## WHAT YOU NEED TO DO
1) In the passage on renal AL amyloidosis staging, which equation was used to calculate eGFR?
2) Copy out the passage on renal AL amyloidosis staging from "Our study identified" to "for these patients.".

Most importantly, a novel renal staging system was formulated by incorporating AS and eGFR. These two indicators used have been recognized by international peers. The eGFR was calculated according to the Chronic Kidney Disease Epidemiology Collaboration equation, which was recommended in the KDIGO 2024 Clinical Practice Guideline for the Evaluation and Management of Chronic Kidney Disease [22]. As a pathological assessment tool for AL amyloidosis patients with renal involvement, AS has also been validated [11]. Therefore, we think our conclusions could be extrapolated to diverse ethnic or geographic groups. Compared with previous renal staging system based on 24UTP [12, 13], the staging system proposed by our study may prevent staging inaccuracies caused by fluctuations in 24UTP due to different test methods. By comparing C-index and DCA of our staging system and previous systems, our renal staging system proved its better performance in predicting the occurrence of ESRD or progression in renal function, helping clinical doctors make early medical decisions and taking intervention measures in advance. Besides, the threshold of eGFR in our staging system was consistent with the current criteria for the evaluation of chronic kidney disease, which further enhanced the clinical practice of our staging system.

Hematological VGPR or better has long been the therapeutic goal for patients with AL amyloidosis, but its applicability to patients with specific organ involvement has been challenged. In our cohort, hematologic VGPR or better and RR even to simultaneous RR and hematologic VGPR or better were not identified as significant factors in preventing adverse kidney events in renal AL amyloidosis patients, which underscored the damage due to amyloid deposition and scarring injury may be hard to reverse by current therapy. Nevertheless, there is currently no recommended regimen for AL patients with renal involvement. This phenomenon could potentially be attributed to the pre-existing multi-organ involvement in the majority of patients upon diagnosis. Furthermore, the organ response exhibits a considerably slower pace compared to the hematologic response, thereby prompting previous studies to refrain from designating it as the primary observation endpoint. While it is true that a more favorable hematologic response is associated with a more profound organ response [23, 24], it is imperative to acknowledge the existence of a subgroup of patients who do not derive any advantages from such hematologic response [7, 8, 25, 26]. Furthermore, renal pathology changes may persist despite hematologic improvement [9, 25, 26], implying ongoing renal damage. Consequently, it is imperative to promptly verify the effectiveness of novel therapies aimed at eliminating amyloid deposits in affected organs, such as CAEL-101 or NEOD001 [27, 28].

Meanwhile, our study also has some limitations. At first, due to the biases of single center retrospective studies and rarity of renal AL amyloidosis, the number of patients included in our study was relatively modest with no external validation. However, the reliability of our study was ensured by regular follow-up, strict data management, and internal cross-validation. In addition, as we mentioned above, our cohort had a relatively low degree of renal burden and the threshold for pathology score was derived to be lower than that of other studies. To obtain the most accurate threshold, a prospective study with a large cohort of patients from multi-center was taken into the agenda. Eventually, our study shifted its focus towards ESRD or renal progression, rather than solely on the occurrence of ESRD. As a result, our staging system may exhibit limited predictive performance compared to the previous staging system in forecasting ESRD.

Conclusion

Our study identified risk factors from renal pathological characteristics, baseline clinical indicators, and early treatment responses for the occurrence of adverse kidney events in renal AL amyloidosis patients. Specifically, we found that only AS and eGFR were independent risk factors. Furthermore, a novel renal staging system based on AS and eGFR was formulated, which may provide prognostic guidance for these patients.

## PROVIDED INFORMATION
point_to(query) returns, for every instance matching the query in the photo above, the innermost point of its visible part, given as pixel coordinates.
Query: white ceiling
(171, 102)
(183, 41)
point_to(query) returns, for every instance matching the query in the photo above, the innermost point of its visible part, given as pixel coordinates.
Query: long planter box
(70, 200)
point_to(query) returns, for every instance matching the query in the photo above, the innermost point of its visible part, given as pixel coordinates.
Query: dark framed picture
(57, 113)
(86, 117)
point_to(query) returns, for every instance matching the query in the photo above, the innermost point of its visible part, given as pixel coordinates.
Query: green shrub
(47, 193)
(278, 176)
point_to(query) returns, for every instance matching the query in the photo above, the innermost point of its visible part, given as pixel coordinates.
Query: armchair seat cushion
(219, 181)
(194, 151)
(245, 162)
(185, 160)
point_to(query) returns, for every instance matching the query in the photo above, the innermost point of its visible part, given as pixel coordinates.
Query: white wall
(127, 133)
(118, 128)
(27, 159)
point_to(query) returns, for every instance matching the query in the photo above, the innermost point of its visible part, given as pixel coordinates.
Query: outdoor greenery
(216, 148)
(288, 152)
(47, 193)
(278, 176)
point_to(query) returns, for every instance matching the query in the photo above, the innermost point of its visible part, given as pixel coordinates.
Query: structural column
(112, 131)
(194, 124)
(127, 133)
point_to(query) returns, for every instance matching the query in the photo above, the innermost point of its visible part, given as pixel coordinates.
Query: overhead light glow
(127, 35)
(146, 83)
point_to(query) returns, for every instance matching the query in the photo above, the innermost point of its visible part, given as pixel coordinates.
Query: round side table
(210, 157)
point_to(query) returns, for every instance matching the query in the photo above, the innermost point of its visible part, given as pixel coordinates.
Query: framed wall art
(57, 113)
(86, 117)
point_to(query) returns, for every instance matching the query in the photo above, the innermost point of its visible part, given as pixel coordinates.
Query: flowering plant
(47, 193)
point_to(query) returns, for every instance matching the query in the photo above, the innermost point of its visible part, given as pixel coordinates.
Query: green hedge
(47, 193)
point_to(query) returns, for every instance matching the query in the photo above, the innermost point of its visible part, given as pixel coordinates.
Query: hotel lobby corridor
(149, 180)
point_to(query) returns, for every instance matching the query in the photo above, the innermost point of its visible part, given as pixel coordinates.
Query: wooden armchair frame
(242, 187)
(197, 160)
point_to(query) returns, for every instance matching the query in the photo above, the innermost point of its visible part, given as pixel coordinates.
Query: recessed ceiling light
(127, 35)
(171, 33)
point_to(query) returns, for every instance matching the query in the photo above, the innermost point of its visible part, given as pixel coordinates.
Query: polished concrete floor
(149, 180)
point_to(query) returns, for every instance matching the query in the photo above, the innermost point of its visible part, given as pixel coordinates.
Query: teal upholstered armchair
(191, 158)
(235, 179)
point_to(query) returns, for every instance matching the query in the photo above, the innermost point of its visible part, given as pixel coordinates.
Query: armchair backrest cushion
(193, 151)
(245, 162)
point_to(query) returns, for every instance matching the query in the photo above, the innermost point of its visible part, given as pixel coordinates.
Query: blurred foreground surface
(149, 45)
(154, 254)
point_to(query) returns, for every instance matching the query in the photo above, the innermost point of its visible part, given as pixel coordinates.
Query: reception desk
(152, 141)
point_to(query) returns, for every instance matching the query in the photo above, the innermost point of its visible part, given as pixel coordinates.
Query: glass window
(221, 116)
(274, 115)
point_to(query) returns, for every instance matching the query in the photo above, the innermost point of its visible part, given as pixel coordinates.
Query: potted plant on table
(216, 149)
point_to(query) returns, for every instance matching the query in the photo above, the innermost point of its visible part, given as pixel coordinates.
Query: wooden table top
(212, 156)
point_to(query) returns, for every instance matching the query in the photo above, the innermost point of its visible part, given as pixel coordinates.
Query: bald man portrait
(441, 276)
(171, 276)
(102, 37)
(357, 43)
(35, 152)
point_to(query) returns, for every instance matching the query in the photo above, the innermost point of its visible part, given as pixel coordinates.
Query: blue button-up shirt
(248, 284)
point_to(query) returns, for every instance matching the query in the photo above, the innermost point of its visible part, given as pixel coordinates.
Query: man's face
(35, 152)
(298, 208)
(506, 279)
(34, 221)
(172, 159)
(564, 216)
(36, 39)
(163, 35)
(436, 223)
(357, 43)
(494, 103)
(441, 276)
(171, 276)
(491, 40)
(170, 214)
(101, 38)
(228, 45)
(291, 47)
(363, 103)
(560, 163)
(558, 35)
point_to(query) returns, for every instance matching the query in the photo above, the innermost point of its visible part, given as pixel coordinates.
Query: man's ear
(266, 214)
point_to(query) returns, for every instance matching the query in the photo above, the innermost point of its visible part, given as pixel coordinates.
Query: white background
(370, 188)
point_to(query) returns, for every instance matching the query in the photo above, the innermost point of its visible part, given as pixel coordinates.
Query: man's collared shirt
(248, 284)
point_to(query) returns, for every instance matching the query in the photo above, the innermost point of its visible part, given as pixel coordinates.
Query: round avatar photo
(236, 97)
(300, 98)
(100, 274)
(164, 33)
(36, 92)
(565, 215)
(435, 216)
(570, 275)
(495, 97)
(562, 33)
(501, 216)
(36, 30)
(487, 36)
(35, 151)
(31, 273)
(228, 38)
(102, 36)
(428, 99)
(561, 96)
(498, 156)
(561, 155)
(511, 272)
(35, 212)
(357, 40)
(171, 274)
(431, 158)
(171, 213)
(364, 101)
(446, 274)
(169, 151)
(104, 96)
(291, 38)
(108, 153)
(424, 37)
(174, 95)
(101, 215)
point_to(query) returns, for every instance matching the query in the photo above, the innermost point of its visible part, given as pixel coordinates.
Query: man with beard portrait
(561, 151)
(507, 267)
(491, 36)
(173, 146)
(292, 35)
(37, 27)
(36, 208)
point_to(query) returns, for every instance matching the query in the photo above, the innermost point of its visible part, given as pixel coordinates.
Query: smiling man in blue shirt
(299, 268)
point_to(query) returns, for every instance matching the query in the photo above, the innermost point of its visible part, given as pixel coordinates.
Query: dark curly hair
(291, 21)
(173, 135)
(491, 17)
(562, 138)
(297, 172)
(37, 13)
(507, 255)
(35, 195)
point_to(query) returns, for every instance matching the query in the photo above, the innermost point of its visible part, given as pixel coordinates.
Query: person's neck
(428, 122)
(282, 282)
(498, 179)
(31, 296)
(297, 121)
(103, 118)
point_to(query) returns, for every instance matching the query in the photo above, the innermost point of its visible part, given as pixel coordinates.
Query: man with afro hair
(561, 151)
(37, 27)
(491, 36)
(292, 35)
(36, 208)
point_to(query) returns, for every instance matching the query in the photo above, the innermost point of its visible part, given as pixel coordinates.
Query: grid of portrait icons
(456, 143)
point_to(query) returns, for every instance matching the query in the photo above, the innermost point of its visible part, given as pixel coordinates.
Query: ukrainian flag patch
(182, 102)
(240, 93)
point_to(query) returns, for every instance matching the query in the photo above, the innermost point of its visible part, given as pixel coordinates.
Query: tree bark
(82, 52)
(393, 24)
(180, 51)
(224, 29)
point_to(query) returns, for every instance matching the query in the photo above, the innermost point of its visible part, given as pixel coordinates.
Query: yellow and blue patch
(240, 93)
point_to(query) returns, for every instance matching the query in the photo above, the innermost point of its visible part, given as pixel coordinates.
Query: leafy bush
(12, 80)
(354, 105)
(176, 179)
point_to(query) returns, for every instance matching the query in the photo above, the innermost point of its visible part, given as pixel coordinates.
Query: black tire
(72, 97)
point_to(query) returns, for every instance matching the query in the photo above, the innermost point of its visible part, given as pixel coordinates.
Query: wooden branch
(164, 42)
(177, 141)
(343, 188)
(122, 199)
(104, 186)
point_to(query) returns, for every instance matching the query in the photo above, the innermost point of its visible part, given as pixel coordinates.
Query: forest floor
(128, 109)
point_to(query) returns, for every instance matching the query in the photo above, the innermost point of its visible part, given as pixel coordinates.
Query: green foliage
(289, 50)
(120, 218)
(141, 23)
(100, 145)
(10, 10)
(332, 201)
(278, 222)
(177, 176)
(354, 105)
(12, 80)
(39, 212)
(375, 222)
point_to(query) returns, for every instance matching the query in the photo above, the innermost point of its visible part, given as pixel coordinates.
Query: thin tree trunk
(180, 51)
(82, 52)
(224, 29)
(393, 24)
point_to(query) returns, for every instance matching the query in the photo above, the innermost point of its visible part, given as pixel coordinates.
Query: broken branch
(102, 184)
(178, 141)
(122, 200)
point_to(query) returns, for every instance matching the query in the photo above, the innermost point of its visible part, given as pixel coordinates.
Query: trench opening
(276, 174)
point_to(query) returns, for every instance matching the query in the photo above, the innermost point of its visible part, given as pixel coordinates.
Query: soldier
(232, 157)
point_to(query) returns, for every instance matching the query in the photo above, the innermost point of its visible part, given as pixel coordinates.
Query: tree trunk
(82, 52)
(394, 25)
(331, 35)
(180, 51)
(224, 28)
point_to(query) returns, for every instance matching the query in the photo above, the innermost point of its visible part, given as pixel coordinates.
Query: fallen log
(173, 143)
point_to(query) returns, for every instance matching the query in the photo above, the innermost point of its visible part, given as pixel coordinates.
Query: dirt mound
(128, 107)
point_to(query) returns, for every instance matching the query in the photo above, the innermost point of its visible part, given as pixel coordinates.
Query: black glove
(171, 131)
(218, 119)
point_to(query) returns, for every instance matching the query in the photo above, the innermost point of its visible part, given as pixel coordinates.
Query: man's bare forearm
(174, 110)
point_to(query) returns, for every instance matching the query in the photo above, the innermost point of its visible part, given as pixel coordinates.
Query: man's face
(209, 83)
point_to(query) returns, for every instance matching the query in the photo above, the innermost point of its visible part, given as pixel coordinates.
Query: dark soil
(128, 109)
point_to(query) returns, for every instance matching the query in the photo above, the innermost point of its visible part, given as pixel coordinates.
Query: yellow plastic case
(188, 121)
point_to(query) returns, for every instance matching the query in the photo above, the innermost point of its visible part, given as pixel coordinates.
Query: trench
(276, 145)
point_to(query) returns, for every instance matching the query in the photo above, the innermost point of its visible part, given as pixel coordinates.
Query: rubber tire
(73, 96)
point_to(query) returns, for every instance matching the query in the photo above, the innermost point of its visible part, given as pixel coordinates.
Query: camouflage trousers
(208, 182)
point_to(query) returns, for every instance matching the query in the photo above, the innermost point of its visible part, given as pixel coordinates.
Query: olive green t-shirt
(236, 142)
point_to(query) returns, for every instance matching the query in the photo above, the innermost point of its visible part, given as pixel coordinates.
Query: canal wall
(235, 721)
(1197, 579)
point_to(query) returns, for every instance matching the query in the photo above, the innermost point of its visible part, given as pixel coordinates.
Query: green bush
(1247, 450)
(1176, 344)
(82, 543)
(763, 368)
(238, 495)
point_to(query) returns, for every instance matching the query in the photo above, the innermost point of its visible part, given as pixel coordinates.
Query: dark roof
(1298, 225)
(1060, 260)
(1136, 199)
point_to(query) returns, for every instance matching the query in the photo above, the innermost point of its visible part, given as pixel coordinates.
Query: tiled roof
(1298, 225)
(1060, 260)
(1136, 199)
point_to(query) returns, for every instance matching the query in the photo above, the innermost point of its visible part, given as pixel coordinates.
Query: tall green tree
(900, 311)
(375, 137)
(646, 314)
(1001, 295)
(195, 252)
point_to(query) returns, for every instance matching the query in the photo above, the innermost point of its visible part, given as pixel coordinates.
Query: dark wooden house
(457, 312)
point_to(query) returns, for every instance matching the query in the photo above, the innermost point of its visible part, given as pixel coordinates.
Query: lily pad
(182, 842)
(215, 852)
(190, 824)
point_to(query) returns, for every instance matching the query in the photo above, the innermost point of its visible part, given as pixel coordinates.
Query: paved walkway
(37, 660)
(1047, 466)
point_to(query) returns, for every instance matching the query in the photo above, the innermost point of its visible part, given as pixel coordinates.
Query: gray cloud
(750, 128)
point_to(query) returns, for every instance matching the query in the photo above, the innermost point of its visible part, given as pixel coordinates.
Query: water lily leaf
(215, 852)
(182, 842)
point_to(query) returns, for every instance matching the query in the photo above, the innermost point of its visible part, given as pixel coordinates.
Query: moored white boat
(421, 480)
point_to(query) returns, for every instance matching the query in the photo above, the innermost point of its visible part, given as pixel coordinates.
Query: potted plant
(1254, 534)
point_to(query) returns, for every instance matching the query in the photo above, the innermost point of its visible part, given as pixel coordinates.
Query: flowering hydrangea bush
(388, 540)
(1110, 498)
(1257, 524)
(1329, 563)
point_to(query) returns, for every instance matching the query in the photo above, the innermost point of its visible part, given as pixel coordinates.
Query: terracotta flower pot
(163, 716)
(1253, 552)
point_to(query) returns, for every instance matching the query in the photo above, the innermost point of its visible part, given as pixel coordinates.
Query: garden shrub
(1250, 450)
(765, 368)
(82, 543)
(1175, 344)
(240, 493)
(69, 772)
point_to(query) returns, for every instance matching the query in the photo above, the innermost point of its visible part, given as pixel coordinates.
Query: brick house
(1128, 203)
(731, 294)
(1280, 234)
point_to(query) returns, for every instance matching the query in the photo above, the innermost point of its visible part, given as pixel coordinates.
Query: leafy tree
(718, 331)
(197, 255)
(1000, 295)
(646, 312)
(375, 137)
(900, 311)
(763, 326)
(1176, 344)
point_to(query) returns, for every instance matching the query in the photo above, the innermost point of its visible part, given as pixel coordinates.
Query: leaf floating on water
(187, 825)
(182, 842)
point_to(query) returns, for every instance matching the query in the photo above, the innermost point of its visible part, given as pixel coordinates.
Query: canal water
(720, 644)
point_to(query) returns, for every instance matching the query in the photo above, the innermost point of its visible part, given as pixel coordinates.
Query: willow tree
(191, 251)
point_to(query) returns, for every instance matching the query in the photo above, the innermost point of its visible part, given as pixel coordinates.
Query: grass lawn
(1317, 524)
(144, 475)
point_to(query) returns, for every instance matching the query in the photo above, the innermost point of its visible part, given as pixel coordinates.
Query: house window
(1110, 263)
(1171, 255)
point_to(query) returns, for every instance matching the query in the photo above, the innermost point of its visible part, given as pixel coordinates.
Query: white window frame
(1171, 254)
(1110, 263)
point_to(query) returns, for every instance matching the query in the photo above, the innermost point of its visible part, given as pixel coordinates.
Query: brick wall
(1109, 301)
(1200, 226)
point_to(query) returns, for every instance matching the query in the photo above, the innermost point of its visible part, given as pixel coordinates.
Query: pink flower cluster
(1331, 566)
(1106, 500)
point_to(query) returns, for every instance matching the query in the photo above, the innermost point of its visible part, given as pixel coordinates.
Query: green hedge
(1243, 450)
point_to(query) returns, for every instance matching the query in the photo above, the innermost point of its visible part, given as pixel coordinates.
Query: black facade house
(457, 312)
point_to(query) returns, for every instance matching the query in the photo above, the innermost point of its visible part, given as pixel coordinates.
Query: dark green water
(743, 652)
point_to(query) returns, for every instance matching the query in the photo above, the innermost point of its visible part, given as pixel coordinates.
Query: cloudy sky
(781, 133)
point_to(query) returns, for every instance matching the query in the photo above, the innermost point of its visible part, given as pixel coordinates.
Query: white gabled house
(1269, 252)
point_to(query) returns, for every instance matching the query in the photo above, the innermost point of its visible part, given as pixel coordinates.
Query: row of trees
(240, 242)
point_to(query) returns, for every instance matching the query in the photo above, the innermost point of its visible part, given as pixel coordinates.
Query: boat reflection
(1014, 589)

## EXERCISE RESULTS
1) The Chronic Kidney Disease Epidemiology Collaboration equation.

2)
Our study identified risk factors from renal pathological characteristics, baseline clinical indicators, and early treatment responses for the occurrence of adverse kidney events in renal AL amyloidosis patients. Specifically, we found that only AS and eGFR were independent risk factors. Furthermore, a novel renal staging system based on AS and eGFR was formulated, which may provide prognostic guidance for these patients.